* **Requirements**
Rewrite the lines from the one containing "Practice. For this step, pick out the man" to the one containing "point(556, 282)", both included, as a numbered list with blank lines dropped and the pictures left out.
─── Records provided
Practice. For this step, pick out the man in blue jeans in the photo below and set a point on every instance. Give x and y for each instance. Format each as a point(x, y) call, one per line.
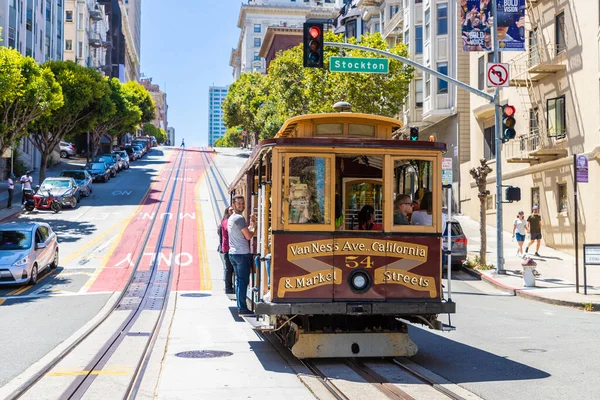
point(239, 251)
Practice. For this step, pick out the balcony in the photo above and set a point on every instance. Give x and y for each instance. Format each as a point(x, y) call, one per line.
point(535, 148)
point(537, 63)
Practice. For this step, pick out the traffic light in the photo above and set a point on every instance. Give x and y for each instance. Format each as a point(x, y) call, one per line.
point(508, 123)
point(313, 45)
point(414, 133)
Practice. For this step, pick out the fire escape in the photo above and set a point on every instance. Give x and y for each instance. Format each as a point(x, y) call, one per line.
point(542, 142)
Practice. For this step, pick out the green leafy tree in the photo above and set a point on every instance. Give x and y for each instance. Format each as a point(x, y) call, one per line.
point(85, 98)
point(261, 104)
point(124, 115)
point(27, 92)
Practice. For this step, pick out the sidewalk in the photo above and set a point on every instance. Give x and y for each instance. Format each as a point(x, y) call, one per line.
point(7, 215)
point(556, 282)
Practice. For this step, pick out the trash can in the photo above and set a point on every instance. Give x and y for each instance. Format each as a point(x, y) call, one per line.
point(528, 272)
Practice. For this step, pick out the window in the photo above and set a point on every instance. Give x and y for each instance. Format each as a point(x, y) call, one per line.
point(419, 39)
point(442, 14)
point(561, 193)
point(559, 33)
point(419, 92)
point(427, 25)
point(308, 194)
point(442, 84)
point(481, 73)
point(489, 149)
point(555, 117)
──────
─── Records provided
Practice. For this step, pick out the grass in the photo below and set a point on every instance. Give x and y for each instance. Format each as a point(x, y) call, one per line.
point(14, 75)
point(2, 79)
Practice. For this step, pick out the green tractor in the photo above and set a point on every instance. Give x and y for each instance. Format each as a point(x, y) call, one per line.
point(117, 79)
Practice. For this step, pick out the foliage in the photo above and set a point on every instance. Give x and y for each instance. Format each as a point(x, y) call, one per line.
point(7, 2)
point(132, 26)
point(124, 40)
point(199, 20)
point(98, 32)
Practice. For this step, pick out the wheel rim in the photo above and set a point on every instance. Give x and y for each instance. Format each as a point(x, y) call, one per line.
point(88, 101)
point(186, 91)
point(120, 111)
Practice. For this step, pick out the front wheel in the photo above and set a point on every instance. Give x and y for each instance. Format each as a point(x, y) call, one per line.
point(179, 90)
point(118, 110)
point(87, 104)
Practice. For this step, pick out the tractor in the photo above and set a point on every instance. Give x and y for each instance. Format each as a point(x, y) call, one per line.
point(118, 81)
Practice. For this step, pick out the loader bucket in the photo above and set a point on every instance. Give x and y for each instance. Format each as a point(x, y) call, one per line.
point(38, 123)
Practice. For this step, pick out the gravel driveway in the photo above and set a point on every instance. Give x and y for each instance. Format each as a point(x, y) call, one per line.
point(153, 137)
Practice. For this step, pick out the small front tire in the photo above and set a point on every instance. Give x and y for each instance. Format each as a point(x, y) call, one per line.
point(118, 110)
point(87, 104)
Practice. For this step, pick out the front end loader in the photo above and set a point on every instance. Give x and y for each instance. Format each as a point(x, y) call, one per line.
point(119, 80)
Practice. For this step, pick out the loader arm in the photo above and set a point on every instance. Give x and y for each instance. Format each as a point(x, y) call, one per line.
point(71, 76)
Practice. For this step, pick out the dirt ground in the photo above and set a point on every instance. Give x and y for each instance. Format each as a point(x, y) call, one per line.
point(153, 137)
──────
─── Records provided
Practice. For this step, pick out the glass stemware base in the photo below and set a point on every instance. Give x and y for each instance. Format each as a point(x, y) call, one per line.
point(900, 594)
──────
* **Result below**
1. Practice. For this step, pick out the man in blue jeans in the photo below and set a point on every instance. Give x and y for each instance. Format each as a point(x, y) call, one per line.
2. point(239, 251)
3. Practice. For this step, pick out the balcony in the photo above and set a point on every instance. Give x and y for each instance. Format each as a point(x, y) call, one per line.
4. point(535, 148)
5. point(537, 63)
6. Practice. For this step, pick out the traffic light in the photo above and set a point on every instance. Give x and y for each instance. Format each as a point(x, y) call, one per line.
7. point(508, 123)
8. point(313, 45)
9. point(414, 133)
10. Practice. For this step, pick out the fire escape in the photo above and set a point on every instance. Give x and y for each instance. Format each as a point(x, y) call, one per line.
11. point(542, 142)
12. Practice. For this step, pick out the green leafy tree in the photo above and set a point on every instance. Give x and y for each instance. Format each as a point(x, y) call, one per line.
13. point(85, 98)
14. point(261, 104)
15. point(124, 115)
16. point(27, 92)
17. Practice. For this step, pick out the sidewalk in the photo above and set a point on every instance. Give x and y for each instance. Format each as a point(x, y) call, one per line.
18. point(7, 215)
19. point(556, 282)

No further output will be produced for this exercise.